▶ _Problem description_
Turn the data from its first line through the line containing "865 634 L 896" into a numbered list, leaving out any blank lines.
——————————
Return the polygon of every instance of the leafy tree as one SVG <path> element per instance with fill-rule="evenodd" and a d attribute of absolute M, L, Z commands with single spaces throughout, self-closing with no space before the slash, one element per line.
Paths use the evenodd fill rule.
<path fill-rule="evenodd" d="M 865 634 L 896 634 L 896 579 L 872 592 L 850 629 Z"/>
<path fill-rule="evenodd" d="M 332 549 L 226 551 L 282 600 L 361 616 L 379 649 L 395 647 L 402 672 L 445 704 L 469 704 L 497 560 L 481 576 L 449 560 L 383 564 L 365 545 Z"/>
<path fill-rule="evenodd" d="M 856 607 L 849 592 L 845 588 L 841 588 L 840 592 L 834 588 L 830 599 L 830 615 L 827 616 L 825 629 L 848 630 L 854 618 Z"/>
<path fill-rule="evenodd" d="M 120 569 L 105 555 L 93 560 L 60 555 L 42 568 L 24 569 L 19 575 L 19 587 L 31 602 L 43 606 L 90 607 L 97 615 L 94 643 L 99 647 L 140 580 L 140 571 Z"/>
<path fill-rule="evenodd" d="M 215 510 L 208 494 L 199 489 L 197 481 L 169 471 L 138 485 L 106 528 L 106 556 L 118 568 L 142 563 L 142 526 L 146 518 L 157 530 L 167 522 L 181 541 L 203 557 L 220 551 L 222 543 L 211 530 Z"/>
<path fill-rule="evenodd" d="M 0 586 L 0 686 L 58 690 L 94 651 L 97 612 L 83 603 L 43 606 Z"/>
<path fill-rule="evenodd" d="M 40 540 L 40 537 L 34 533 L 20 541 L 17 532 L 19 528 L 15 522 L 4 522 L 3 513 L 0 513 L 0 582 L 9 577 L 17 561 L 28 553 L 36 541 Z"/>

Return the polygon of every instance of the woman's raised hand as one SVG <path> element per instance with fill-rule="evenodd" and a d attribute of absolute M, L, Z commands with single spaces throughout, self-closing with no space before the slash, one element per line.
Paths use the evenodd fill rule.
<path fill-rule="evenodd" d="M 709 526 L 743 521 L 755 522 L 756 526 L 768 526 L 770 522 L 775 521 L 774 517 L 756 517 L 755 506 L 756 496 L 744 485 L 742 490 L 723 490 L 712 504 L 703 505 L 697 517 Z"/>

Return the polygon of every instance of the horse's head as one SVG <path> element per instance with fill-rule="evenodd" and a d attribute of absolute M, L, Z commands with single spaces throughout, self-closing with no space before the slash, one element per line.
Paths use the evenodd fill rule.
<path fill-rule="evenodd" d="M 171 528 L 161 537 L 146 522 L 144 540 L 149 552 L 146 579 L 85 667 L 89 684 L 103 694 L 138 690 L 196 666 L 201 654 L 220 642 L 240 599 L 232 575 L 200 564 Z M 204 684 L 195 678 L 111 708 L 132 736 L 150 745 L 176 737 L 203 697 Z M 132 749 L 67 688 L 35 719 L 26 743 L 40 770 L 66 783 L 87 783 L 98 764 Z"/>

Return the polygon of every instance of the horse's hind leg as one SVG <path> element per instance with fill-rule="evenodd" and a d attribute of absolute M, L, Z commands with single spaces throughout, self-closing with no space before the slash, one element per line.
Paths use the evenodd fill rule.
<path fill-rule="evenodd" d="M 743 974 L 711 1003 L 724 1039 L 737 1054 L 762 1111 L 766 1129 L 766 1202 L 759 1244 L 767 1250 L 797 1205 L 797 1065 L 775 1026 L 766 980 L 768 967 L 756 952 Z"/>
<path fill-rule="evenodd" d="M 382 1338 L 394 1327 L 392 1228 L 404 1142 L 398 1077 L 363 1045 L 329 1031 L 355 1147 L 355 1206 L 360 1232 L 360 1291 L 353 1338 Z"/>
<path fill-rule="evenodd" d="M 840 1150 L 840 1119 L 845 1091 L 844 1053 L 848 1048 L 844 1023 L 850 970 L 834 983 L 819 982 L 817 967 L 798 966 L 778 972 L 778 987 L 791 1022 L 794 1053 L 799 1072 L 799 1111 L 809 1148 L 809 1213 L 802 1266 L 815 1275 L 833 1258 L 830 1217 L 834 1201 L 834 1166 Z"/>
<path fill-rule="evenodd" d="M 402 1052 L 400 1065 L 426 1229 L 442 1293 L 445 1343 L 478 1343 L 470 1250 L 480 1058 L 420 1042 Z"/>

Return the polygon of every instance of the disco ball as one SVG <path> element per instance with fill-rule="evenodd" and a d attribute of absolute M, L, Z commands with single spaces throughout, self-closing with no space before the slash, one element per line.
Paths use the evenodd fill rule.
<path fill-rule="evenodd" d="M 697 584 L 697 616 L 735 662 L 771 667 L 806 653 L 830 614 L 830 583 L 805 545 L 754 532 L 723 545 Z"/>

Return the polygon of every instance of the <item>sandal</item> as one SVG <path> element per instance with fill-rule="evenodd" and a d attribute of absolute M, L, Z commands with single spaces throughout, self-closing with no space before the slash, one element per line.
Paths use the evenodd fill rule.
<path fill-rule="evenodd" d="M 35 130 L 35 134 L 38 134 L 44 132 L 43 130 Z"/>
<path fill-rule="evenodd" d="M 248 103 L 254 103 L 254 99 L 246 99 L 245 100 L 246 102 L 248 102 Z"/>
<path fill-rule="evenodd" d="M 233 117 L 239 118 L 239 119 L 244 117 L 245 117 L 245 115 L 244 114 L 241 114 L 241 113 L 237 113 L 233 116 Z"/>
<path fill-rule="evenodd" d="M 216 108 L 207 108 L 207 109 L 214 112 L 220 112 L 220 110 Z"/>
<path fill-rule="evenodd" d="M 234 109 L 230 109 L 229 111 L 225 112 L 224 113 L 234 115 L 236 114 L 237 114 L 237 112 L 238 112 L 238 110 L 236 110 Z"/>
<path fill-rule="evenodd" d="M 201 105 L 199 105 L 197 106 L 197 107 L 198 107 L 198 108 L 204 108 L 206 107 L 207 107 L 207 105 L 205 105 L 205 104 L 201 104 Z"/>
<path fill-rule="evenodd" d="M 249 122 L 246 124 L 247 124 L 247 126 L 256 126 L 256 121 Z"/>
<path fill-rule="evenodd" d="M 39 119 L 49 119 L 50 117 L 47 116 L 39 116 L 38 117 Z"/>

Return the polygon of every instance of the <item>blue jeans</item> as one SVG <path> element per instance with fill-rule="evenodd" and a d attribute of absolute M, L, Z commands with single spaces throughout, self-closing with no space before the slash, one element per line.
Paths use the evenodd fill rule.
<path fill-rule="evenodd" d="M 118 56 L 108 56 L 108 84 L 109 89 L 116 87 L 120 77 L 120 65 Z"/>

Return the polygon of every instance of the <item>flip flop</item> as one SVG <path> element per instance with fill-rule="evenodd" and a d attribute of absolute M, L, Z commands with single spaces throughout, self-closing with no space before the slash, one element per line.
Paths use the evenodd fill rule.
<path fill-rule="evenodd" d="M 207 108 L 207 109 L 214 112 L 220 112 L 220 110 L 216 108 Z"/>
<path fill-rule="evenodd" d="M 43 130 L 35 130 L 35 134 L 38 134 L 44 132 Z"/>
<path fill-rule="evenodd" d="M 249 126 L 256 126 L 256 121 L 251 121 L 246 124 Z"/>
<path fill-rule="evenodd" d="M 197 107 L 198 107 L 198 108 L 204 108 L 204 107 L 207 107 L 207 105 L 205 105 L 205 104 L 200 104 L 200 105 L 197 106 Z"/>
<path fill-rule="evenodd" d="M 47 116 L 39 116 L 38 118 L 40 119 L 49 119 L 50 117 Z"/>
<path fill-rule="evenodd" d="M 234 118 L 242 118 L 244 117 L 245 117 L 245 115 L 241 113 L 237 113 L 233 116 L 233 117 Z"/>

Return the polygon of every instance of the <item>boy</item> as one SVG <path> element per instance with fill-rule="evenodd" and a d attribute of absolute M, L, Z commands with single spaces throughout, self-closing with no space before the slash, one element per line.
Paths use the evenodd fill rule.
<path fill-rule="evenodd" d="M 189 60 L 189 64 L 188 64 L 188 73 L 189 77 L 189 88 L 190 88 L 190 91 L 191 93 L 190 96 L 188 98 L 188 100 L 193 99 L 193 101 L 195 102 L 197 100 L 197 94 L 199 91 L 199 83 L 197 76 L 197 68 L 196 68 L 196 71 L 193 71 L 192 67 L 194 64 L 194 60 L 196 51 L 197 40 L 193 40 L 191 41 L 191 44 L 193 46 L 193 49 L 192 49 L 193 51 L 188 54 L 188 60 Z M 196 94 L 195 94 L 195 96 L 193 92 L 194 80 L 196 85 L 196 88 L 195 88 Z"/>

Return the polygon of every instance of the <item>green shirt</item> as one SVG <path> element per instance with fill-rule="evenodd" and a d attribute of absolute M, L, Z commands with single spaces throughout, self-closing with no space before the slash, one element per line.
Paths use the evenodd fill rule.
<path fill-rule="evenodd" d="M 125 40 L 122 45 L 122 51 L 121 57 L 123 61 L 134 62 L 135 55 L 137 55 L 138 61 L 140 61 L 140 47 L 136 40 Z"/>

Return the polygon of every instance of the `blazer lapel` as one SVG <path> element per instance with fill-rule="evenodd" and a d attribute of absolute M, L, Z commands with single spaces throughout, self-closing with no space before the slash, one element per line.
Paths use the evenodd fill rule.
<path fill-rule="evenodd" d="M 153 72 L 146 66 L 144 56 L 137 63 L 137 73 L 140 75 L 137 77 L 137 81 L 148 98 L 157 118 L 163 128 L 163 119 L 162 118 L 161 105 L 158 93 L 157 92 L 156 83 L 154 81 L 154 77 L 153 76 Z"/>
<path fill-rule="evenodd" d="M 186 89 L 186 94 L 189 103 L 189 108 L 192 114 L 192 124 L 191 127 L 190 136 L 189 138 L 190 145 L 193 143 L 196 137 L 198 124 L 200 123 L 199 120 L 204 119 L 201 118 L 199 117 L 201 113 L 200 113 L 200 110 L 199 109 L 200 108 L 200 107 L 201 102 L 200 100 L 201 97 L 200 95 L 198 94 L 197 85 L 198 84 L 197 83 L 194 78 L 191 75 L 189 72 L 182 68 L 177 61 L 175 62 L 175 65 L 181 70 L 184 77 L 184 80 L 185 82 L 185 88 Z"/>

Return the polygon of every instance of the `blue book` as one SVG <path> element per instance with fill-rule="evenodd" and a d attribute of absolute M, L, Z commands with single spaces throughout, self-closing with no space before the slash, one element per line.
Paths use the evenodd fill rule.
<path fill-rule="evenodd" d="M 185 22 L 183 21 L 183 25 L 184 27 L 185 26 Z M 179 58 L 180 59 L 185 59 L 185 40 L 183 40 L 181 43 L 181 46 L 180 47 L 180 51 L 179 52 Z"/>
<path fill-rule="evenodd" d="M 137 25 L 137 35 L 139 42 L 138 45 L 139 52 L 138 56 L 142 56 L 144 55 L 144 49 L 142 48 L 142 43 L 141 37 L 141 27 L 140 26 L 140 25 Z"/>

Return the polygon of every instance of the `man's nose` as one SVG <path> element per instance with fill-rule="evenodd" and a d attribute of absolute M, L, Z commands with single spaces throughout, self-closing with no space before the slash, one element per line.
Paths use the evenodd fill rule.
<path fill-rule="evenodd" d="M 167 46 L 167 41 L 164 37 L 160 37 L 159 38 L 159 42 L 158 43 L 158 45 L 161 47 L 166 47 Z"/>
——————————
▶ _Exercise result_
1. Return the polygon of every instance of the leafy tree as one SVG <path> element per instance with fill-rule="evenodd" and a d attribute of absolute M, L, Z commands with single spaces throughout, self-closing with no space before the slash, one element per line.
2. Paths use the evenodd fill rule.
3. <path fill-rule="evenodd" d="M 865 634 L 896 634 L 896 579 L 872 592 L 850 629 Z"/>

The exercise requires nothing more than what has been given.